» **What this task involves**:
Every line of the data below is to be retyped exactly.

====== Provided information

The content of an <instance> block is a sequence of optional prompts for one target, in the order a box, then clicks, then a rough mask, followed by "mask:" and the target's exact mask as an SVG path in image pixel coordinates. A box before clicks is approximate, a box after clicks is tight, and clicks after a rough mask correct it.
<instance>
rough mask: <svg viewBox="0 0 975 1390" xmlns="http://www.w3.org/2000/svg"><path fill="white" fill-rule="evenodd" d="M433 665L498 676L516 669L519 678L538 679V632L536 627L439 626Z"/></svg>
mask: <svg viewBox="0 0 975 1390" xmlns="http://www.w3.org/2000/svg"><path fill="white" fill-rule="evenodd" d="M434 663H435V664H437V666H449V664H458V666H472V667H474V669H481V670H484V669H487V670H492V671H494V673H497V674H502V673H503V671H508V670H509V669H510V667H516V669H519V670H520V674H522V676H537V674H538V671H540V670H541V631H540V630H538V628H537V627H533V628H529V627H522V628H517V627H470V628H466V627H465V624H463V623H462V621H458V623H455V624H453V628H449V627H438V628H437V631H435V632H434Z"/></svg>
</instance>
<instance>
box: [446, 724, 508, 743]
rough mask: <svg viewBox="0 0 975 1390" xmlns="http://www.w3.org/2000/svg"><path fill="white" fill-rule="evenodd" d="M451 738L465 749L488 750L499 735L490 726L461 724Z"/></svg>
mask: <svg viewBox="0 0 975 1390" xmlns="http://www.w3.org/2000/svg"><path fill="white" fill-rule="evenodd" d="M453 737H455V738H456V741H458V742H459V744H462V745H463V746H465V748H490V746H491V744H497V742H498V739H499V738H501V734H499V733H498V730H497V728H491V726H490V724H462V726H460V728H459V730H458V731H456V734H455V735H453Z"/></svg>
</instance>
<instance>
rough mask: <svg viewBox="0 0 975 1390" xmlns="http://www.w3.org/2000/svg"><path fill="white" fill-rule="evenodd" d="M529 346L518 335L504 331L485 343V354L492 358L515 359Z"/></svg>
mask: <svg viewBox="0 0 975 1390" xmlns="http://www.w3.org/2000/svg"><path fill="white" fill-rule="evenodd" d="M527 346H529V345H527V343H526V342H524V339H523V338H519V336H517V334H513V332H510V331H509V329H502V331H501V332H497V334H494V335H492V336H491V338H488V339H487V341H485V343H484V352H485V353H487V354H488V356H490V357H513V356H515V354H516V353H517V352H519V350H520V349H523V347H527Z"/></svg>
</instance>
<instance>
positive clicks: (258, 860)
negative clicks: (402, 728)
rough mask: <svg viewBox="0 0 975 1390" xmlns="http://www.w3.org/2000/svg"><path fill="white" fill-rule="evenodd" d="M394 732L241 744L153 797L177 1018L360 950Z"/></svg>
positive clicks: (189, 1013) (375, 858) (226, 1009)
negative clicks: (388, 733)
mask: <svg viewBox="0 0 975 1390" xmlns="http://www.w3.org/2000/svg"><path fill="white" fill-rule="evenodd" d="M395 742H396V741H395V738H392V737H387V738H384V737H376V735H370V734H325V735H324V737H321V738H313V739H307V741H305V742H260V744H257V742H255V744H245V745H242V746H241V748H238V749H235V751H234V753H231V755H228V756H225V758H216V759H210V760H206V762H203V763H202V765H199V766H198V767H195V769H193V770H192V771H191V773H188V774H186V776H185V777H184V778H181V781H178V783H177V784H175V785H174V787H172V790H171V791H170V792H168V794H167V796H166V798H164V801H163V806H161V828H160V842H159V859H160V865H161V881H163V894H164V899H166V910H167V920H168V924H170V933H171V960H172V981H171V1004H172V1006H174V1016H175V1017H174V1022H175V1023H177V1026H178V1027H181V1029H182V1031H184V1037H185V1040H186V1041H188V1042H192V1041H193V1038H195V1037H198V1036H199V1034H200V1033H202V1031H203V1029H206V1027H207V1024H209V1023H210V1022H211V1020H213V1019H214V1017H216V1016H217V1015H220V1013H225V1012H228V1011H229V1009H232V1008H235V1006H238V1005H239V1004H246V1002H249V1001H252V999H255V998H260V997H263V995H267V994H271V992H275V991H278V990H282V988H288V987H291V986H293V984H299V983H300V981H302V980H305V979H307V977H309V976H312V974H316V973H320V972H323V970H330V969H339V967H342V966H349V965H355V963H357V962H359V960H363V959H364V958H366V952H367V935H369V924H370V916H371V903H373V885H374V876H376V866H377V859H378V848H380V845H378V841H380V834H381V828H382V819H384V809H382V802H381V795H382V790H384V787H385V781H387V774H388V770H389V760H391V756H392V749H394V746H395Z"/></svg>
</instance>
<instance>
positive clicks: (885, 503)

============

» **Answer section**:
The content of an <instance> block is a sequence of optional prompts for one target, in the order a box, then clicks, then a rough mask, followed by "mask:" and the target's exact mask as an SVG path in image pixel coordinates. A box before clicks is approximate, a box after clicks is tight, and clicks after a rough mask correct it.
<instance>
rough mask: <svg viewBox="0 0 975 1390" xmlns="http://www.w3.org/2000/svg"><path fill="white" fill-rule="evenodd" d="M433 665L498 676L516 669L519 678L538 679V632L536 627L439 626Z"/></svg>
mask: <svg viewBox="0 0 975 1390" xmlns="http://www.w3.org/2000/svg"><path fill="white" fill-rule="evenodd" d="M434 663H435V664H437V666H449V664H458V666H472V667H474V669H481V670H484V669H487V670H492V671H494V673H497V674H502V673H503V671H508V670H509V669H510V667H516V669H519V670H520V674H522V676H537V674H538V671H540V670H541V631H540V630H538V628H537V627H533V628H529V627H522V628H517V627H470V628H466V627H465V624H463V623H462V621H458V623H455V624H453V628H449V627H438V628H437V631H435V632H434Z"/></svg>
</instance>
<instance>
box: [446, 724, 508, 743]
rough mask: <svg viewBox="0 0 975 1390" xmlns="http://www.w3.org/2000/svg"><path fill="white" fill-rule="evenodd" d="M451 738L465 749L488 750L499 735L490 726L461 724Z"/></svg>
mask: <svg viewBox="0 0 975 1390" xmlns="http://www.w3.org/2000/svg"><path fill="white" fill-rule="evenodd" d="M453 737H455V738H456V741H458V742H459V744H462V745H463V746H465V748H490V746H491V744H497V742H498V739H499V738H501V734H499V733H498V730H497V728H491V726H490V724H462V726H460V728H459V730H458V731H456V734H455V735H453Z"/></svg>
</instance>
<instance>
rough mask: <svg viewBox="0 0 975 1390" xmlns="http://www.w3.org/2000/svg"><path fill="white" fill-rule="evenodd" d="M529 346L518 335L504 331L485 343V354L492 358L515 359Z"/></svg>
mask: <svg viewBox="0 0 975 1390" xmlns="http://www.w3.org/2000/svg"><path fill="white" fill-rule="evenodd" d="M527 346H529V345H527V343H526V342H524V339H523V338H519V336H517V334H513V332H510V331H509V329H502V331H501V332H497V334H494V335H492V336H491V338H488V339H487V341H485V343H484V352H485V353H487V354H488V356H490V357H513V356H515V354H516V353H517V352H519V350H520V349H523V347H527Z"/></svg>
</instance>
<instance>
positive clicks: (258, 860)
negative clicks: (402, 728)
rough mask: <svg viewBox="0 0 975 1390" xmlns="http://www.w3.org/2000/svg"><path fill="white" fill-rule="evenodd" d="M394 732L241 744L153 797L177 1018L360 950Z"/></svg>
positive clicks: (189, 1013) (375, 858) (226, 1009)
negative clicks: (388, 733)
mask: <svg viewBox="0 0 975 1390" xmlns="http://www.w3.org/2000/svg"><path fill="white" fill-rule="evenodd" d="M395 742H396V741H395V738H392V737H387V738H384V737H376V735H370V734H325V735H324V737H321V738H313V739H307V741H305V742H260V744H257V742H255V744H245V745H242V746H241V748H238V749H235V751H234V753H231V755H228V756H225V758H216V759H210V760H206V762H203V763H202V765H199V766H198V767H195V769H193V770H192V771H191V773H188V774H186V776H185V777H184V778H181V781H178V783H177V784H175V785H174V787H172V790H171V791H170V792H168V794H167V796H166V798H164V801H163V806H161V828H160V842H159V859H160V865H161V881H163V894H164V899H166V910H167V920H168V924H170V933H171V960H172V981H171V1004H172V1006H174V1016H175V1017H174V1022H175V1023H177V1026H178V1027H181V1029H182V1031H184V1037H185V1040H186V1041H188V1042H192V1041H193V1038H195V1037H198V1036H199V1034H200V1033H202V1031H203V1029H206V1027H207V1024H209V1023H210V1022H211V1020H213V1019H214V1017H216V1016H217V1015H220V1013H225V1012H228V1011H229V1009H232V1008H235V1006H238V1005H239V1004H246V1002H249V1001H252V999H255V998H260V997H263V995H267V994H271V992H275V991H278V990H282V988H288V987H291V986H293V984H299V983H300V981H302V980H305V979H307V977H309V976H312V974H316V973H320V972H323V970H330V969H339V967H342V966H349V965H355V963H357V962H359V960H363V959H364V958H366V952H367V935H369V924H370V916H371V903H373V885H374V876H376V866H377V859H378V848H380V845H378V841H380V834H381V828H382V819H384V809H382V802H381V795H382V790H384V787H385V781H387V774H388V770H389V760H391V756H392V749H394V746H395Z"/></svg>
</instance>
<instance>
positive clicks: (885, 503)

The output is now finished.